====== STORED DATA ======

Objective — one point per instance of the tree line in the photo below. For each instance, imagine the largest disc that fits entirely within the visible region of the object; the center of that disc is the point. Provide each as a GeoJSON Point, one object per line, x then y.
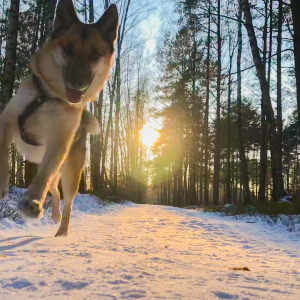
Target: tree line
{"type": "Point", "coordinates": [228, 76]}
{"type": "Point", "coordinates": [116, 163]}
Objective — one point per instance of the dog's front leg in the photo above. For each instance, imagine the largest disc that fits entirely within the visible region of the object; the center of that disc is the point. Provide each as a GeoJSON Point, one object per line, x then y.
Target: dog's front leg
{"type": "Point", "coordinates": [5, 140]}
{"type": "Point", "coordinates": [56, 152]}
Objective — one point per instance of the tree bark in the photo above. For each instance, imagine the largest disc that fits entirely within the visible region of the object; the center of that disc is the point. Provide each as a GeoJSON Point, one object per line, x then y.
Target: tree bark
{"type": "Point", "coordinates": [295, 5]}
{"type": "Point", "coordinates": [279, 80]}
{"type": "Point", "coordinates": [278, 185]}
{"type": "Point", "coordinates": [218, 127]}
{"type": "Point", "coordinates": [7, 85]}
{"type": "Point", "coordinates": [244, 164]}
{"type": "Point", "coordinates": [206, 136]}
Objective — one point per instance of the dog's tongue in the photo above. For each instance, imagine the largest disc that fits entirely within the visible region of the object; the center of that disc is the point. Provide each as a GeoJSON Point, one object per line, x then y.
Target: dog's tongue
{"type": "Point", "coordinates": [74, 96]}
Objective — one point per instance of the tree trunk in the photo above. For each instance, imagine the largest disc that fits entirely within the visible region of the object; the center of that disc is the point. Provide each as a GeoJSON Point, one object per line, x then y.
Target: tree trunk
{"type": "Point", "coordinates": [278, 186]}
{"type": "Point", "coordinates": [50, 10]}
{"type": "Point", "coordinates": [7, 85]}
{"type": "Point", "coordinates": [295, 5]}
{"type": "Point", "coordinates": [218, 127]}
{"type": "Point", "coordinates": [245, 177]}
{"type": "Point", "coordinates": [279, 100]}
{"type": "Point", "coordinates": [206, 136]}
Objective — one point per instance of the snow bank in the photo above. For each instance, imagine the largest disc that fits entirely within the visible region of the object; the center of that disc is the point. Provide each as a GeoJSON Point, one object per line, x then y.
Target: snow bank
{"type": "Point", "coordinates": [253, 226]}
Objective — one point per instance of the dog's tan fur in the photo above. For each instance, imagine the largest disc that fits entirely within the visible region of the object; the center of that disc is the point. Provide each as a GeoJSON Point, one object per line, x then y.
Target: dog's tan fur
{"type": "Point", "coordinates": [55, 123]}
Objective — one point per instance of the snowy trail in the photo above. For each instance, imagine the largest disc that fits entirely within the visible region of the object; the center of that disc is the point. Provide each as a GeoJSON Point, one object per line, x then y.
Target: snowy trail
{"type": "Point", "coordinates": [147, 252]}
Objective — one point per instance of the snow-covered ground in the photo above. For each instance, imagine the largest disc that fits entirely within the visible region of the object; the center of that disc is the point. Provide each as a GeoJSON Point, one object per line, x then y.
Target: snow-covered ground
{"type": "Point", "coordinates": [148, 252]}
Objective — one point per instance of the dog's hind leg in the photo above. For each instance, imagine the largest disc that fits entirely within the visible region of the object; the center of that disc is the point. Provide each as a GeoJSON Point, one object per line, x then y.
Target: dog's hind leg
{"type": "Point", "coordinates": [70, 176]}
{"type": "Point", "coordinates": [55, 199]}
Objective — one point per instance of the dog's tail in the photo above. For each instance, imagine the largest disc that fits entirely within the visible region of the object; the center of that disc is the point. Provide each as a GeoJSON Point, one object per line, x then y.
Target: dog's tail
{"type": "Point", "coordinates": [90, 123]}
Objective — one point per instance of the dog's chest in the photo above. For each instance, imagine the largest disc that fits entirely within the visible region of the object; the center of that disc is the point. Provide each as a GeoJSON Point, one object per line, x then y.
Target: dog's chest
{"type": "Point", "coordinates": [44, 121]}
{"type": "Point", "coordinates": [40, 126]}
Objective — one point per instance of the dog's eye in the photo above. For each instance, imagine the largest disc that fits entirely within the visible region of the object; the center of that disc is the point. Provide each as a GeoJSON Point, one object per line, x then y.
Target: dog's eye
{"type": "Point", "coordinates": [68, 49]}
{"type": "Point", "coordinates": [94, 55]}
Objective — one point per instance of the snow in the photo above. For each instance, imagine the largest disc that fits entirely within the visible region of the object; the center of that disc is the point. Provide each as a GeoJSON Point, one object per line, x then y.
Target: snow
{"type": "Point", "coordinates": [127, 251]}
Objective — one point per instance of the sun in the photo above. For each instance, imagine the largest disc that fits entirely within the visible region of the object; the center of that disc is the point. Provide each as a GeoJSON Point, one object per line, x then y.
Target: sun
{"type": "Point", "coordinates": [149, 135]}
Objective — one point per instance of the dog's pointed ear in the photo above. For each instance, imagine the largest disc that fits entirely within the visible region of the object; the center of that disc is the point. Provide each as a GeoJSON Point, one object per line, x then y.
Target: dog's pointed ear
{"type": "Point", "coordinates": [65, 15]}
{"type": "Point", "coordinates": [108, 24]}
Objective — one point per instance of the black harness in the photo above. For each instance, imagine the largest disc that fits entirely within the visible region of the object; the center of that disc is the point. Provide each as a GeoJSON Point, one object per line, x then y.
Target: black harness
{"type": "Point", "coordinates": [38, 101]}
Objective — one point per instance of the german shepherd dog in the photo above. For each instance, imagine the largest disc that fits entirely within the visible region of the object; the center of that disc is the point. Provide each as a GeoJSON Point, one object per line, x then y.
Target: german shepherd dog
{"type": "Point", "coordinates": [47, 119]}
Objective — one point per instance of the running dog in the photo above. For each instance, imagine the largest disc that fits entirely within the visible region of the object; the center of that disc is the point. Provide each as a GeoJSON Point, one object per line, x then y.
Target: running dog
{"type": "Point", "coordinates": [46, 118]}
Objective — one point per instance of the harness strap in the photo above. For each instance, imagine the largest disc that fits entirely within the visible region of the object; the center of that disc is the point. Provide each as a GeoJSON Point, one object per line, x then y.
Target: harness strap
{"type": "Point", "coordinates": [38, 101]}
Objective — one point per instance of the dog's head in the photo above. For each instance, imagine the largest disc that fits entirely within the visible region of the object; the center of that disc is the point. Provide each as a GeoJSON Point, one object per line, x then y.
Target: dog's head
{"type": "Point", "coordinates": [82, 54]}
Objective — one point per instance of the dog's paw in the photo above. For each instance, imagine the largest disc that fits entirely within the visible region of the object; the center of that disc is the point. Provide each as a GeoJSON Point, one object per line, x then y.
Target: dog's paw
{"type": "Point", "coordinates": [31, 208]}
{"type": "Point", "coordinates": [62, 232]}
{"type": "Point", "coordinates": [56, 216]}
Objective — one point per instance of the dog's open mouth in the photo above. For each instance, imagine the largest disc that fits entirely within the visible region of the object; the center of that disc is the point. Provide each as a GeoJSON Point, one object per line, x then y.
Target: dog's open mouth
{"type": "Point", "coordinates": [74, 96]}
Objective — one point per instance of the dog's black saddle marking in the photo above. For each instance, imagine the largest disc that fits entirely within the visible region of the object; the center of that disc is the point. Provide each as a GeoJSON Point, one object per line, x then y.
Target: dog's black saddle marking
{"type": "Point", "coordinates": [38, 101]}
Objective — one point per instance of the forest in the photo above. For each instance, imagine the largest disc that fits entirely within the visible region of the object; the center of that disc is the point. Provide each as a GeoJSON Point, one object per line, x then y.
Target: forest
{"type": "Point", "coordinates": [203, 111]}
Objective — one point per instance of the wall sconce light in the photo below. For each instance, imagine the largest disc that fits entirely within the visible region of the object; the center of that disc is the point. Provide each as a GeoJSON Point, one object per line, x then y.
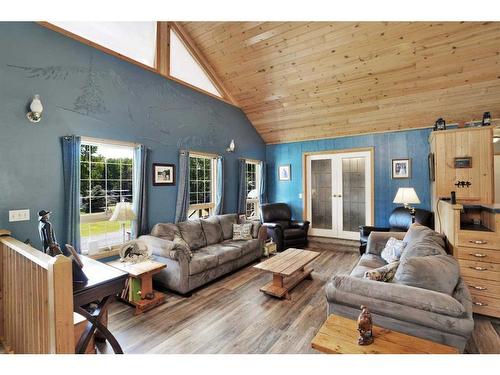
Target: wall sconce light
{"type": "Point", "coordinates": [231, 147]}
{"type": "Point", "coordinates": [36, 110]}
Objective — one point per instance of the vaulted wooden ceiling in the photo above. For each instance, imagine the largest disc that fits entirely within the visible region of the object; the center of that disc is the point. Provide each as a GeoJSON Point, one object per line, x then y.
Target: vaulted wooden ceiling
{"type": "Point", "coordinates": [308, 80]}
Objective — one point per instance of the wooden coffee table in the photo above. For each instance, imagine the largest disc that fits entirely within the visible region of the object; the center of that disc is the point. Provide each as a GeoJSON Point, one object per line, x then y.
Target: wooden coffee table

======

Copy each line of the entries in which the string "table" is found.

Objective — one point per instance of the wooden coffee table in the photo above. For each instance, imagine the largest disc that fits entirely within the visible region of the object; the center of that disc is the point. Provide each as a GeoJSON Point, one object per line, x then y.
Target: wooden coffee table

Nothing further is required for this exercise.